▸ Data for review:
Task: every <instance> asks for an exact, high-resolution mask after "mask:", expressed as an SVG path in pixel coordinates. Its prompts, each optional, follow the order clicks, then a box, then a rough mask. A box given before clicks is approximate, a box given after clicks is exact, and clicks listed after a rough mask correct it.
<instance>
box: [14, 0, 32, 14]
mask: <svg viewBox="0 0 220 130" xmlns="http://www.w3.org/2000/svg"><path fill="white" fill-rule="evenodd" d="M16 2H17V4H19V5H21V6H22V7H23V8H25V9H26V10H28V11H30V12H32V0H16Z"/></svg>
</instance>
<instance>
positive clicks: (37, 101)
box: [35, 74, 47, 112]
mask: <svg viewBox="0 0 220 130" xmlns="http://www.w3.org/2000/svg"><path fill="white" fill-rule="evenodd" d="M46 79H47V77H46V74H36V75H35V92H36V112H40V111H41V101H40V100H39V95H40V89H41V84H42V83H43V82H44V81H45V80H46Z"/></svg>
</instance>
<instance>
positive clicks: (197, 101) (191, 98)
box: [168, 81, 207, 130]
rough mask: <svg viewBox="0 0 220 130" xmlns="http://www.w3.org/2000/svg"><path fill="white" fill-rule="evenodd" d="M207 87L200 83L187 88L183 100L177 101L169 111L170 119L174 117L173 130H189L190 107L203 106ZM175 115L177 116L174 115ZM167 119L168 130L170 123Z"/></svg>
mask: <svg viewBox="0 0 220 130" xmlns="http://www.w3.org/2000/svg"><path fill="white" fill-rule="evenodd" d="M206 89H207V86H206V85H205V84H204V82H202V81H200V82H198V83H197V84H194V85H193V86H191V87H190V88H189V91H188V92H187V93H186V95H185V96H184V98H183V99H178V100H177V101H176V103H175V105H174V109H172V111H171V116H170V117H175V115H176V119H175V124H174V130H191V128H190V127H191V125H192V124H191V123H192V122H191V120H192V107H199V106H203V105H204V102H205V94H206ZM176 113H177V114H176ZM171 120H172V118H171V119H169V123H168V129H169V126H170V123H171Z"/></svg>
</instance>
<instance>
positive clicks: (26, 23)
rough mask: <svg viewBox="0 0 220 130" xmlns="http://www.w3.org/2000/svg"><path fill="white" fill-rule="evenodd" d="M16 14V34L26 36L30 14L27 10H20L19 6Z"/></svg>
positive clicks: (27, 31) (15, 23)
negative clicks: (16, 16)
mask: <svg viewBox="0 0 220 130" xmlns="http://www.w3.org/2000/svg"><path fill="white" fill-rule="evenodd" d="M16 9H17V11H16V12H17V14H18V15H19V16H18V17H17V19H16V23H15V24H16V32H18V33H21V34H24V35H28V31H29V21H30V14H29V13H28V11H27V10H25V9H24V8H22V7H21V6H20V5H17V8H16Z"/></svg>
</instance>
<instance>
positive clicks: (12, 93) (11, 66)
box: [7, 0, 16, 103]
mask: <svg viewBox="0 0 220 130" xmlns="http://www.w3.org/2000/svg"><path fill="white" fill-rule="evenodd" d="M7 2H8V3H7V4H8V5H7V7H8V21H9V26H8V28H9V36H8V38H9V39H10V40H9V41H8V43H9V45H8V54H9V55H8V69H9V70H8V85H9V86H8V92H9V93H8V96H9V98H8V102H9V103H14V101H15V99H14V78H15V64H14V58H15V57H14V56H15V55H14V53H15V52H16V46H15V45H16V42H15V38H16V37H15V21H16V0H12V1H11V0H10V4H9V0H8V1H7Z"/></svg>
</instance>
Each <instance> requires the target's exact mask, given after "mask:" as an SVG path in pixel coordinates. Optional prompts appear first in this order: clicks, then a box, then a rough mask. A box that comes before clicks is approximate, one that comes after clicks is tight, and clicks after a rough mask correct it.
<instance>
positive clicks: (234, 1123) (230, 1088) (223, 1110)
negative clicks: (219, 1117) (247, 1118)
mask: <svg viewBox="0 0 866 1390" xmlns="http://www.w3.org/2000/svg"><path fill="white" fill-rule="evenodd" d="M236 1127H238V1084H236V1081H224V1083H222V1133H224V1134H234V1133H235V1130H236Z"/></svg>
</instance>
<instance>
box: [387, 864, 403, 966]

▸ Instructions to follow:
Your task is to retype all of the records exactly.

▸ Result of the exercise:
Task: every <instance> asks for an exact, high-resolution mask after "mask:", expressed as an SVG path in pixel coordinates. Its prompts, each optional, follow the order clicks, then a box, then a rough mask. A box given before clicks is approximate, a box given after clicks is exact, and clicks listed after a rough mask correct it.
<instance>
box: [14, 0, 32, 14]
mask: <svg viewBox="0 0 220 130" xmlns="http://www.w3.org/2000/svg"><path fill="white" fill-rule="evenodd" d="M16 2H17V4H19V5H21V6H22V7H23V8H25V9H26V10H28V11H30V12H32V0H16Z"/></svg>
</instance>
<instance>
positive clicks: (37, 101)
box: [35, 74, 47, 112]
mask: <svg viewBox="0 0 220 130" xmlns="http://www.w3.org/2000/svg"><path fill="white" fill-rule="evenodd" d="M46 79H47V77H46V74H36V75H35V92H36V112H40V111H41V101H40V100H39V95H40V89H41V84H42V83H43V82H44V81H45V80H46Z"/></svg>
</instance>
<instance>
positive clicks: (197, 101) (191, 98)
box: [168, 81, 207, 130]
rough mask: <svg viewBox="0 0 220 130" xmlns="http://www.w3.org/2000/svg"><path fill="white" fill-rule="evenodd" d="M207 87L200 83L187 88L183 100L177 101L169 111L170 119L174 117L173 130H189L190 107L203 106ZM175 115L177 116L174 115ZM167 119L168 130L170 123Z"/></svg>
mask: <svg viewBox="0 0 220 130" xmlns="http://www.w3.org/2000/svg"><path fill="white" fill-rule="evenodd" d="M206 89H207V86H206V85H205V84H204V82H202V81H200V82H198V83H197V84H194V85H193V86H191V87H190V88H189V91H188V92H187V93H186V95H185V96H184V98H183V99H178V100H177V101H176V103H175V105H174V109H172V111H171V116H170V117H175V115H176V119H175V124H174V130H191V128H190V127H191V125H192V124H191V123H192V122H191V120H192V107H199V106H203V105H204V102H205V94H206ZM176 113H177V114H176ZM171 120H172V118H171V119H169V123H168V129H169V126H170V123H171Z"/></svg>
</instance>
<instance>
positive clicks: (26, 23)
rough mask: <svg viewBox="0 0 220 130" xmlns="http://www.w3.org/2000/svg"><path fill="white" fill-rule="evenodd" d="M16 14V34L26 36L30 14L27 10H20L19 6Z"/></svg>
positive clicks: (27, 31) (15, 23)
negative clicks: (16, 16)
mask: <svg viewBox="0 0 220 130" xmlns="http://www.w3.org/2000/svg"><path fill="white" fill-rule="evenodd" d="M16 9H17V11H16V12H17V14H18V15H19V16H18V17H17V19H16V23H15V24H16V32H18V33H21V34H24V35H28V31H29V21H30V14H29V13H28V11H27V10H25V9H24V8H22V7H21V6H20V5H17V8H16Z"/></svg>
</instance>
<instance>
positive clicks: (12, 93) (11, 66)
box: [7, 0, 16, 103]
mask: <svg viewBox="0 0 220 130" xmlns="http://www.w3.org/2000/svg"><path fill="white" fill-rule="evenodd" d="M7 2H8V3H7V4H8V5H7V7H8V21H9V26H8V28H9V36H8V38H9V39H10V40H9V41H8V43H9V45H8V54H9V55H8V69H9V70H8V85H9V86H8V92H9V93H8V96H9V98H8V102H9V103H14V101H15V99H14V78H15V64H14V58H15V57H14V56H15V55H14V53H15V52H16V46H15V45H16V42H15V38H16V37H15V21H16V0H12V1H11V0H10V4H9V0H8V1H7Z"/></svg>
</instance>
Each <instance> requires the target's exact mask, given after "mask:" as an SVG path in pixel coordinates. Optional prompts appear first in this order: clicks, then a box, then a rough mask. A box that comes before clicks is approximate, one that comes after clicks is tight, and clicks after a rough mask correct it.
<instance>
positive clicks: (234, 1123) (230, 1088) (223, 1110)
negative clicks: (219, 1117) (247, 1118)
mask: <svg viewBox="0 0 866 1390" xmlns="http://www.w3.org/2000/svg"><path fill="white" fill-rule="evenodd" d="M236 1127H238V1084H236V1081H224V1083H222V1133H224V1134H234V1133H235V1130H236Z"/></svg>
</instance>
<instance>
box: [387, 864, 403, 966]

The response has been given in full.